- **Texte**

_ _ _ _ _ _ _

Monsieur Kélè possède deux jardins, dont un de neuf mètres carrés et l’autre de 25 mètres carrés. Il y cultive divers légumes en fonction de la saison. Il pratique la culture intercalaire et la rotation des cultures pour tirer le maximum de ses petits potagers.

La culture intercalaire est une pratique suivant laquelle certaines denrées sont cultivées côte à côte. En plus de procurer une protection à l’une ou toutes les deux denrées contre les ravageurs, la culture intercalaire peut aider les agriculteurs et les agricultrices urbains à exploiter efficacement de petites parcelles et accroître leur rendement total ou la valeur de leurs produits.

Monsieur Kélè cultive de la laitue à côté des tomates, ou des oignons avec de l’amarante, ou de la laitue avec du poivron sur une même planche. Il prend des précautions pour éviter des mélanges qui pourraient nuire aux cultures ou compromettre la production. Il déclare : « Une petite erreur d’association et vous perdez toute votre production. Cette technique nécessite beaucoup de calculs. Il faut laisser pousser la plante la plus résistante au bout de quelques jours avant de semer la plus sensible et veiller à leur croissance. Tout cela s’apprend. »

Mais toutes les cultures ne peuvent pas être cultivées en association. Monsieur Kélè pratique également la rotation des cultures pour maintenir son sol fertile. Il explique : « C’est après avoir récolté de la carotte et de l’amarante que j’ai semé des coriandres et des navets blancs. L’amarante ou le [basilic africain] sont des cultures qui permettent de régénérer le sol et de l’enrichir avec des éléments nutritifs. »

Lorsque la saison est bonne, il récolte environ 40 kilogrammes de légumes par jour. Il vend ses produits aux hôtels et aux restaurants de la ville, et peut gagner près de 30 000 francs CFA (56 $ US) par jour quand les conditions sont favorables. Il utilise ce revenu pour subvenir aux besoins de sa famille et couvrir ses dépenses agricoles.

Lorsque les prix des légumes étaient plus élevés, son revenu était encore bien meilleur. Mais depuis 2016, l’instabilité économique oblige plusieurs maraîchers et maraîchères à baisser leurs prix. Monsieur Kélè compte continuer à cultiver les légumes en forte demande tels que la salade en espérant que la situation s’améliorera.

_ _ _ _ _ _ _

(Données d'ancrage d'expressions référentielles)
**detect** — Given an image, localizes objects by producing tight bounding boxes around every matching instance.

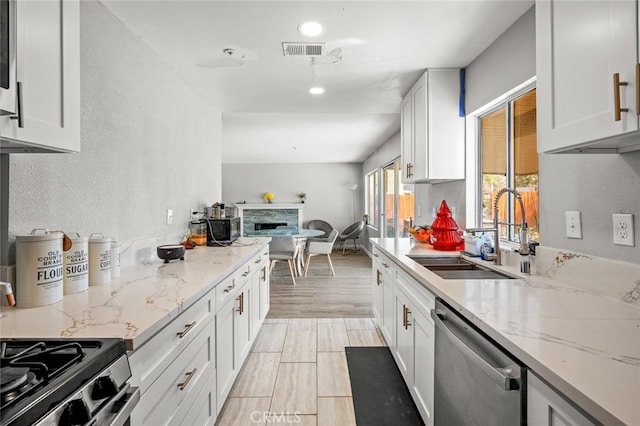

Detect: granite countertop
[371,239,640,425]
[0,238,269,350]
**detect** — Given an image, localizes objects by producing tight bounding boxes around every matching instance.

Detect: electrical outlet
[564,212,582,239]
[613,213,635,247]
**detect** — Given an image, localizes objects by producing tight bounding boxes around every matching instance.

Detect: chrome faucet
[465,188,529,265]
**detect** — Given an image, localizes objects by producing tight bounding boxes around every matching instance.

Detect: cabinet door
[411,73,430,181]
[400,91,413,183]
[527,373,596,426]
[395,286,413,388]
[536,0,638,152]
[216,300,236,413]
[413,310,435,426]
[0,0,80,151]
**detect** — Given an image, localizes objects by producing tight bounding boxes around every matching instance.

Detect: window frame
[466,77,537,248]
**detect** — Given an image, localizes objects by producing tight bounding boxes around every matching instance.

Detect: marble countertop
[0,238,270,350]
[371,239,640,425]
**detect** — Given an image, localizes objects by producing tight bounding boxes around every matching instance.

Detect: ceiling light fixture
[298,22,324,37]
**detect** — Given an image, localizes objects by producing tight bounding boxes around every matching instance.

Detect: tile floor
[217,318,384,426]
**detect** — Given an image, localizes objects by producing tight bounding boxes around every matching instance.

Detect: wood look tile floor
[217,318,384,426]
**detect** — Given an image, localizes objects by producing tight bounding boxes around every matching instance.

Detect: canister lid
[16,228,62,243]
[89,233,111,244]
[65,232,89,244]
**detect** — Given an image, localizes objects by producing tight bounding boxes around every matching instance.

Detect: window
[381,159,415,238]
[478,89,540,242]
[365,170,380,228]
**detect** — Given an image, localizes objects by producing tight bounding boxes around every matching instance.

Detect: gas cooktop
[0,339,126,425]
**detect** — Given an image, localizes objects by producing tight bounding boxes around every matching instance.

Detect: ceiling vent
[282,42,327,58]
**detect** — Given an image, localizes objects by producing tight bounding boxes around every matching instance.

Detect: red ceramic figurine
[431,200,464,250]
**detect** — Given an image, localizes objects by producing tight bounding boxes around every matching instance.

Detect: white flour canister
[15,229,64,308]
[89,234,111,285]
[63,233,89,294]
[111,238,120,278]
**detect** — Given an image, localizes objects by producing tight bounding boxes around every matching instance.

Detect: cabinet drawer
[129,292,215,395]
[132,329,215,425]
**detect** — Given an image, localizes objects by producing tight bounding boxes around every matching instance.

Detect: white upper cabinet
[400,69,465,183]
[536,0,640,152]
[0,0,80,153]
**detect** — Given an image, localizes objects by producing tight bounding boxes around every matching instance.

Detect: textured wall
[9,1,221,264]
[222,163,364,235]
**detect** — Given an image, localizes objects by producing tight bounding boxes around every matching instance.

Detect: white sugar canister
[89,233,111,286]
[63,233,89,294]
[111,238,120,278]
[15,229,64,308]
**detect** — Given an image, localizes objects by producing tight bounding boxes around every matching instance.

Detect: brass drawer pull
[613,73,629,121]
[178,368,198,390]
[176,321,196,339]
[636,63,640,115]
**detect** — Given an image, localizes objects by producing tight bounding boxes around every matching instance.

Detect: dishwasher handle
[431,309,520,391]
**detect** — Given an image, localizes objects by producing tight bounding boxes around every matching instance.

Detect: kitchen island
[0,238,270,425]
[371,239,640,425]
[0,238,269,350]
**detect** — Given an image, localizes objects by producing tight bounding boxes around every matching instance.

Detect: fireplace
[253,222,287,231]
[235,203,304,236]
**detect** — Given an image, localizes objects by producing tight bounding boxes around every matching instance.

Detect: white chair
[269,235,298,285]
[304,229,338,277]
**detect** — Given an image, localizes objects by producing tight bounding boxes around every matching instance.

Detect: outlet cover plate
[564,211,582,238]
[612,213,635,247]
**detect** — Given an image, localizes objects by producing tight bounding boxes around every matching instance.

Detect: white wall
[9,1,221,266]
[222,163,364,235]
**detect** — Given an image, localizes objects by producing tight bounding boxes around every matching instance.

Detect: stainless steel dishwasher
[431,300,526,426]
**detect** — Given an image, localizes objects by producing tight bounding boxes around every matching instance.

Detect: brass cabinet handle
[613,73,629,121]
[9,81,24,129]
[402,305,407,330]
[404,307,411,330]
[176,321,196,339]
[178,368,198,390]
[636,63,640,115]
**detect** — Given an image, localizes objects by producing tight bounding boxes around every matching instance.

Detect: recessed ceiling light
[298,22,324,37]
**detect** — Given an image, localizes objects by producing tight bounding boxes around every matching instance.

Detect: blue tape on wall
[458,68,466,117]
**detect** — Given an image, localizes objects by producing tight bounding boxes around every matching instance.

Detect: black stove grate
[0,339,126,425]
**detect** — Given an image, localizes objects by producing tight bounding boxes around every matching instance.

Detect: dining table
[244,228,326,277]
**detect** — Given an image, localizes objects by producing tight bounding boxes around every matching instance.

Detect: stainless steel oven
[0,0,18,115]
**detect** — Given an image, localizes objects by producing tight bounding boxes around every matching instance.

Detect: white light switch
[613,213,635,247]
[564,212,582,238]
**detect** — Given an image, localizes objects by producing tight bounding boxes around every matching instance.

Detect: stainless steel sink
[409,256,514,280]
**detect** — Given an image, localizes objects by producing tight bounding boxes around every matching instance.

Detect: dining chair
[304,229,338,277]
[338,220,364,254]
[269,235,298,285]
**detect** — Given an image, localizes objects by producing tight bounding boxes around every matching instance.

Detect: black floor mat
[345,346,424,426]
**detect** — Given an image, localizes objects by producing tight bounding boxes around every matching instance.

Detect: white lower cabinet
[372,246,435,426]
[527,372,596,426]
[129,247,269,426]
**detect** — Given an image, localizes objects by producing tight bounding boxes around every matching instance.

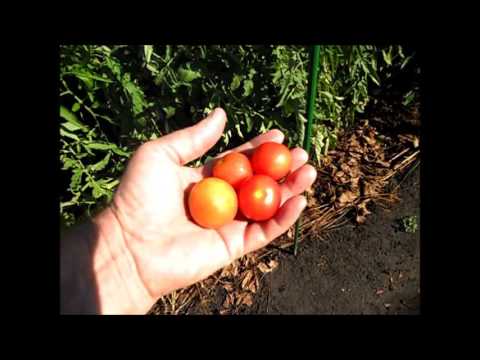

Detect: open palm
[111,108,316,308]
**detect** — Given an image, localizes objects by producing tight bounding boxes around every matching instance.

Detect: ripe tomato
[251,142,292,180]
[188,177,238,229]
[213,152,252,189]
[238,175,280,221]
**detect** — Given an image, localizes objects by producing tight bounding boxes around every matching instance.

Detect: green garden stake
[293,45,320,256]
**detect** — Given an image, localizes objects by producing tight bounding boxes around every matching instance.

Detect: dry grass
[149,120,420,315]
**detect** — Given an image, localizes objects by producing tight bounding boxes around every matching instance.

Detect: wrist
[92,207,155,314]
[61,207,154,314]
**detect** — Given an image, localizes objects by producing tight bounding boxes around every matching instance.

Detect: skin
[60,108,316,314]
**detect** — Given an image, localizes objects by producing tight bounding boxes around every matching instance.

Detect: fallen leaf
[287,227,293,239]
[355,215,367,224]
[413,136,420,149]
[268,259,278,271]
[241,270,253,289]
[257,262,270,274]
[247,279,257,294]
[338,190,358,205]
[242,294,253,306]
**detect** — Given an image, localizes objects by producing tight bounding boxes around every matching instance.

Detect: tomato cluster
[188,142,292,229]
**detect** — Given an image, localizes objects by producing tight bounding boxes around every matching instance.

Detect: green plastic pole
[293,45,320,256]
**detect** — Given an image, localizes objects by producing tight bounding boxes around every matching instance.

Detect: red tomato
[188,177,238,229]
[238,175,280,221]
[213,152,252,189]
[251,142,292,180]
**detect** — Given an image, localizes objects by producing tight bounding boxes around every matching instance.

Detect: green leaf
[62,158,77,170]
[70,168,83,192]
[143,45,153,64]
[85,142,116,151]
[368,74,380,86]
[60,105,86,129]
[105,179,120,190]
[243,79,253,96]
[163,106,176,119]
[60,128,80,141]
[62,123,81,132]
[92,182,106,199]
[178,68,202,83]
[382,50,392,65]
[235,123,244,139]
[230,74,242,91]
[90,152,111,172]
[72,103,80,112]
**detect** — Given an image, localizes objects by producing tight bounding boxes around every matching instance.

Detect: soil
[188,162,420,315]
[240,167,420,314]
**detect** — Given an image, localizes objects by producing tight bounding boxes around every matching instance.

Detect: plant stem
[293,45,320,256]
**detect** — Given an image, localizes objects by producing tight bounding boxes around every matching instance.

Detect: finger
[280,165,317,204]
[151,108,227,165]
[244,195,307,254]
[198,129,285,176]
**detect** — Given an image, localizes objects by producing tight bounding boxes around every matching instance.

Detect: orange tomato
[251,142,292,180]
[188,177,238,229]
[238,175,281,221]
[213,152,252,189]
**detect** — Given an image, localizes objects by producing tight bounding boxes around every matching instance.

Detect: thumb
[154,108,227,165]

_ _ _ _ _ _ _

- **Exercices**
**1)** Relevez dans le texte toutes les associations de cultures que pratique Monsieur Kélè.
**2)** Modifiez le passage du texte qui s'ouvre sur les mots « Monsieur Kélè possède » et se clôt sur « de leurs produits. » : remplacez « culture intercalaire » par « culture associée ».

- **Corrigé des activités**
**1)**
- la laitue et les tomates
- les oignons et l'amarante
- la laitue et le poivron

**2)**
Monsieur Kélè possède deux jardins, dont un de neuf mètres carrés et l’autre de 25 mètres carrés. Il y cultive divers légumes en fonction de la saison. Il pratique la culture associée et la rotation des cultures pour tirer le maximum de ses petits potagers.

La culture associée est une pratique suivant laquelle certaines denrées sont cultivées côte à côte. En plus de procurer une protection à l’une ou toutes les deux denrées contre les ravageurs, la culture associée peut aider les agriculteurs et les agricultrices urbains à exploiter efficacement de petites parcelles et accroître leur rendement total ou la valeur de leurs produits.